- [Exercise input]

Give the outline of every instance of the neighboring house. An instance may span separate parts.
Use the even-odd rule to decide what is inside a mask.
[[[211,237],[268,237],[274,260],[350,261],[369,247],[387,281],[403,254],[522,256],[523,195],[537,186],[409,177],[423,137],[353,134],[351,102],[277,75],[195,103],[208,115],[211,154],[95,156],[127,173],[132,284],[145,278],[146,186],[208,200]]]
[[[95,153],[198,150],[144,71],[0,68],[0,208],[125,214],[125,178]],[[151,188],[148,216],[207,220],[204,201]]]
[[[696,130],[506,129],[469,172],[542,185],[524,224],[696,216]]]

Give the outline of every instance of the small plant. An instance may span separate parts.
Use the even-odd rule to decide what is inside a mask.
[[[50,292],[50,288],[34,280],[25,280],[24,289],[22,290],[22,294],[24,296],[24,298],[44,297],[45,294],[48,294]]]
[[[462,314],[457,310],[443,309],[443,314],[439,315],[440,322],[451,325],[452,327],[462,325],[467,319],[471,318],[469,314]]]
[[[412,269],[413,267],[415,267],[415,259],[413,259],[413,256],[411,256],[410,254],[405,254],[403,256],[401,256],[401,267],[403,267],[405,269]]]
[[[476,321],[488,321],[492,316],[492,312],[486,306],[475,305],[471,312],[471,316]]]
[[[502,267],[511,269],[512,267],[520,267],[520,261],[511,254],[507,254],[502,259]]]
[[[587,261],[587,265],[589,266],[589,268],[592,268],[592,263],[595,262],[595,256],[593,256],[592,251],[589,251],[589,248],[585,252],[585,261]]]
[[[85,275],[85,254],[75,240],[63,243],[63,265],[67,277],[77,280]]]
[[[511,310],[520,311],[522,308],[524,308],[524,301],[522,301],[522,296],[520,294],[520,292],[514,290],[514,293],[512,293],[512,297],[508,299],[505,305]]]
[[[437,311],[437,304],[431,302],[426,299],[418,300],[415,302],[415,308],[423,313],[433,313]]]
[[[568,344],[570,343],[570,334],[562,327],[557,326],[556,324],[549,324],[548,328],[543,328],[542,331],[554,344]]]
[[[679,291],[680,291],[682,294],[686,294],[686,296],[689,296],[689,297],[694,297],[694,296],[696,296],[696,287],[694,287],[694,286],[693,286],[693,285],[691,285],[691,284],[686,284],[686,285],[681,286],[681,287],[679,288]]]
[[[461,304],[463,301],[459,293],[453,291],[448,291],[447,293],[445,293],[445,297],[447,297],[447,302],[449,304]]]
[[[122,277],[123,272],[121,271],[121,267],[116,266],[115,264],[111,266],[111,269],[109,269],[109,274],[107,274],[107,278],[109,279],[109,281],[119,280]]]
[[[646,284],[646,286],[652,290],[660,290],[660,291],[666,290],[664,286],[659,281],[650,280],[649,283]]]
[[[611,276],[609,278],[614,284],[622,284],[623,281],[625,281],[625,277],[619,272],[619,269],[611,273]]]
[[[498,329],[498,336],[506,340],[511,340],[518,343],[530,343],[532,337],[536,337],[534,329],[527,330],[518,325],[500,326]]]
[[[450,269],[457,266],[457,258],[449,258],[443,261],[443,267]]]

- [Task description] Copy everything from the start of the listing down to the line containing "[[[696,130],[506,129],[469,172],[542,185],[524,224],[696,216]]]", both ends included, with no changes.

- [Solution to the exercise]
Give the outline of every instance of the neighboring house. An instance may span separate parts.
Use the even-odd rule to decide what is inside a mask.
[[[211,237],[268,237],[274,260],[350,261],[369,247],[387,281],[403,254],[522,256],[523,195],[537,186],[409,177],[423,137],[353,134],[351,102],[277,75],[195,103],[208,115],[211,154],[95,156],[127,173],[132,284],[145,278],[146,186],[208,200]]]
[[[95,153],[198,150],[144,71],[0,68],[0,208],[125,214],[125,178]],[[151,188],[148,216],[207,220],[204,201]]]
[[[696,130],[506,129],[469,172],[542,185],[524,224],[696,216]]]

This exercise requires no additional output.